▶ _Try it_
Rewrite the records below, changing every "positive clicks" to "foreground clicks" and leaving everything else unchanged.
*** Opening Excerpted data ***
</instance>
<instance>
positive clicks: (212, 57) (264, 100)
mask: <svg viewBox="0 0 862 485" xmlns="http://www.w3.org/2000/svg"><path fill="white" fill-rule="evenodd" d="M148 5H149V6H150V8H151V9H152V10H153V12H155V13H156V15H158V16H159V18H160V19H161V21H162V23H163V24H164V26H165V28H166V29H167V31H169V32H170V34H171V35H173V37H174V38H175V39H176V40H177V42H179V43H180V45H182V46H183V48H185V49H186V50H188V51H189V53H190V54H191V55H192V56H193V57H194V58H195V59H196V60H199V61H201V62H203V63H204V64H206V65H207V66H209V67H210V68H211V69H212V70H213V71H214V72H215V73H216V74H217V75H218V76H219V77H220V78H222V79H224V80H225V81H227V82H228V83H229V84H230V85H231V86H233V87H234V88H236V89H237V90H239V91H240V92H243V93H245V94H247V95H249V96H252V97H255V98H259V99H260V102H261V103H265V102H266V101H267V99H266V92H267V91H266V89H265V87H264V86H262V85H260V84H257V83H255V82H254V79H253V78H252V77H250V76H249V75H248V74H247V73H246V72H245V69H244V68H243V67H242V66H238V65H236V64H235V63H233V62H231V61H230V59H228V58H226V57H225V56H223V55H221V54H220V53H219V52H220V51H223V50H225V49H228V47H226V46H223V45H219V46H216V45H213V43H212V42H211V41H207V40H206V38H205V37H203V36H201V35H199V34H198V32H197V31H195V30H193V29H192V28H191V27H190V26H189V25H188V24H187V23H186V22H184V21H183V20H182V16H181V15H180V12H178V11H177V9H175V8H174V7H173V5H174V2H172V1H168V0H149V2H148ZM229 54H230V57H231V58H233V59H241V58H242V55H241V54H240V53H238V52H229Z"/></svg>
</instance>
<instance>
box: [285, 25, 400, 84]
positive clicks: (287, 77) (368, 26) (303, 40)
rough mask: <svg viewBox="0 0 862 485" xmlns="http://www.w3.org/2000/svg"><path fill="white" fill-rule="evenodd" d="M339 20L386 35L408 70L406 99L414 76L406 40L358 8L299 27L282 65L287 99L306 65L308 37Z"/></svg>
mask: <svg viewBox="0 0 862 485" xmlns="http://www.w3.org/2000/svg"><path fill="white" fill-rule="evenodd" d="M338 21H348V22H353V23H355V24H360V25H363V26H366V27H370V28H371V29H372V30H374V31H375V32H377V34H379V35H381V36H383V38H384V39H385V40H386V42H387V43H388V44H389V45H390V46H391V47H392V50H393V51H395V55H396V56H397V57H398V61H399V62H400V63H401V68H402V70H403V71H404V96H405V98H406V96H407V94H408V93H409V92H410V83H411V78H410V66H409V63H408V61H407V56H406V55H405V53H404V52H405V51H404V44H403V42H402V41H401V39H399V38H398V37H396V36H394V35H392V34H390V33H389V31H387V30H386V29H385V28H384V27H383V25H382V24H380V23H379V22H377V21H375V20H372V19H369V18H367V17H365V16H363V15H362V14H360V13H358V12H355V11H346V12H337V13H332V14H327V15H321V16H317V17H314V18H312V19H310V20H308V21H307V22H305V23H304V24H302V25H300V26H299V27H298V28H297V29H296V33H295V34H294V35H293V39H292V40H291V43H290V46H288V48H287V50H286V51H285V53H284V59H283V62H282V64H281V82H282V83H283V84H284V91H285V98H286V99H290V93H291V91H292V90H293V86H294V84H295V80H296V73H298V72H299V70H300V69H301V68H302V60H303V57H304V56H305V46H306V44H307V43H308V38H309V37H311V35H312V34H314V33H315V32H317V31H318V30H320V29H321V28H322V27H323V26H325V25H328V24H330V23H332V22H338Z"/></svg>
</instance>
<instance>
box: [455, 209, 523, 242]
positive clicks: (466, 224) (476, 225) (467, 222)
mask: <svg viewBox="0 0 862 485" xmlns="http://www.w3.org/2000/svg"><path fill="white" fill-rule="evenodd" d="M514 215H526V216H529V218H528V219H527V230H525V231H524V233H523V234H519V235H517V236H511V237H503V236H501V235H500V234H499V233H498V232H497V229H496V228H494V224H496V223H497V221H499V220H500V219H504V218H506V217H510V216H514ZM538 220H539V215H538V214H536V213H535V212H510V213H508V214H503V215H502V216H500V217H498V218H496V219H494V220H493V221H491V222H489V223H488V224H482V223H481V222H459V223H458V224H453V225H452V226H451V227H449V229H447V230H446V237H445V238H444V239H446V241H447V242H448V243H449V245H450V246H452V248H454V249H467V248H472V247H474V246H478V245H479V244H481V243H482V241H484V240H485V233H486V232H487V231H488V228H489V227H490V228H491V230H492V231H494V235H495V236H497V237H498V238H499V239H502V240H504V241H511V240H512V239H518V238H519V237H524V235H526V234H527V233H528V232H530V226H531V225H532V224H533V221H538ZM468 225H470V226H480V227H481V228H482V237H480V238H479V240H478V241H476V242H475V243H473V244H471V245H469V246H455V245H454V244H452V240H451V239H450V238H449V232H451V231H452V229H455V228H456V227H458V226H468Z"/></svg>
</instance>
*** Closing Excerpted data ***
▶ _Answer section_
</instance>
<instance>
foreground clicks: (212, 57) (264, 100)
mask: <svg viewBox="0 0 862 485" xmlns="http://www.w3.org/2000/svg"><path fill="white" fill-rule="evenodd" d="M148 5H149V6H150V8H151V9H152V10H153V12H155V13H156V15H158V16H159V18H160V19H161V21H162V23H163V24H164V26H165V28H166V29H167V31H169V32H170V34H171V35H173V37H174V38H175V39H176V40H177V42H179V43H180V45H182V46H183V48H185V49H186V50H188V51H189V53H190V54H191V55H192V56H193V57H194V58H195V59H196V60H199V61H201V62H203V63H204V64H206V65H207V66H209V67H210V68H211V69H212V70H213V71H214V72H215V73H216V74H217V75H218V76H219V77H220V78H222V79H224V80H225V81H227V82H228V83H229V84H230V85H231V86H233V87H234V88H236V89H237V90H239V91H240V92H243V93H245V94H247V95H249V96H252V97H255V98H259V99H260V102H261V103H265V102H266V101H267V99H266V92H267V91H266V89H265V87H264V86H262V85H260V84H257V83H255V82H254V79H253V78H252V77H250V76H249V75H248V74H247V73H246V72H245V69H244V68H243V67H242V66H238V65H236V64H235V63H233V62H231V61H230V59H228V58H226V57H225V56H223V55H221V54H220V53H219V52H220V51H223V50H225V49H228V47H226V46H223V45H219V46H216V45H213V43H212V42H211V41H207V40H206V38H205V37H203V36H201V35H199V34H198V32H197V31H195V30H193V29H192V28H191V27H190V26H189V25H188V24H187V23H186V22H184V21H183V20H182V16H181V15H180V12H178V11H177V9H175V8H174V7H173V5H174V2H172V1H168V0H149V2H148ZM229 54H230V57H231V58H233V59H241V58H242V55H241V54H240V53H238V52H229Z"/></svg>
</instance>
<instance>
box: [285, 25, 400, 84]
foreground clicks: (287, 77) (368, 26) (303, 40)
rough mask: <svg viewBox="0 0 862 485" xmlns="http://www.w3.org/2000/svg"><path fill="white" fill-rule="evenodd" d="M339 20L386 35L408 70L406 99L414 76L406 40L358 8L299 27L282 65L287 99L306 65L308 37Z"/></svg>
mask: <svg viewBox="0 0 862 485" xmlns="http://www.w3.org/2000/svg"><path fill="white" fill-rule="evenodd" d="M338 21H348V22H353V23H355V24H360V25H363V26H366V27H370V28H371V29H372V30H374V31H375V32H377V34H379V35H381V36H383V38H384V39H385V40H386V42H387V43H388V44H389V45H390V46H391V47H392V50H393V51H395V55H396V56H397V57H398V61H399V62H400V63H401V68H402V70H403V71H404V96H405V98H406V96H407V94H408V93H409V92H410V83H411V78H410V66H409V63H408V61H407V56H406V55H405V53H404V52H405V51H404V44H403V42H402V41H401V39H399V38H398V37H396V36H394V35H392V34H390V33H389V31H387V30H386V29H385V28H384V27H383V25H382V24H380V23H379V22H377V21H375V20H372V19H369V18H367V17H365V16H363V15H362V14H360V13H358V12H355V11H346V12H337V13H332V14H327V15H321V16H317V17H314V18H312V19H310V20H308V21H307V22H305V23H304V24H302V25H300V26H299V27H298V28H297V29H296V33H295V34H294V35H293V39H292V40H291V43H290V46H288V48H287V50H286V51H285V53H284V59H283V62H282V64H281V82H282V83H283V84H284V91H285V98H286V99H290V93H291V91H292V90H293V86H294V84H295V80H296V73H298V72H299V70H300V69H301V68H302V60H303V57H304V56H305V46H306V44H307V43H308V38H309V37H311V35H312V34H314V33H315V32H317V31H318V30H320V29H321V28H322V27H323V26H325V25H328V24H330V23H332V22H338Z"/></svg>
</instance>
<instance>
box: [455, 209, 523, 242]
foreground clicks: (466, 224) (476, 225) (467, 222)
mask: <svg viewBox="0 0 862 485" xmlns="http://www.w3.org/2000/svg"><path fill="white" fill-rule="evenodd" d="M514 215H526V216H529V218H528V219H527V230H525V231H524V233H523V234H519V235H517V236H511V237H503V236H501V235H500V234H499V233H498V232H497V229H496V228H494V224H496V223H497V221H499V220H500V219H504V218H506V217H510V216H514ZM538 220H539V215H538V214H536V213H535V212H510V213H508V214H503V215H502V216H500V217H498V218H496V219H494V220H493V221H491V222H489V223H488V224H482V223H481V222H459V223H458V224H453V225H452V226H451V227H449V229H447V230H446V237H445V238H444V239H446V241H447V242H448V243H449V245H450V246H452V248H454V249H467V248H472V247H474V246H478V245H479V244H481V243H482V241H484V240H485V233H486V232H487V231H488V228H489V227H490V228H491V230H492V231H494V235H495V236H497V237H498V238H499V239H502V240H504V241H511V240H512V239H518V238H519V237H524V235H526V234H527V233H528V232H530V226H531V225H532V224H533V221H538ZM468 225H470V226H480V227H481V228H482V237H480V238H479V240H478V241H476V242H475V243H473V244H471V245H469V246H455V245H454V244H452V240H451V239H450V238H449V232H451V231H452V229H455V228H456V227H458V226H468Z"/></svg>
</instance>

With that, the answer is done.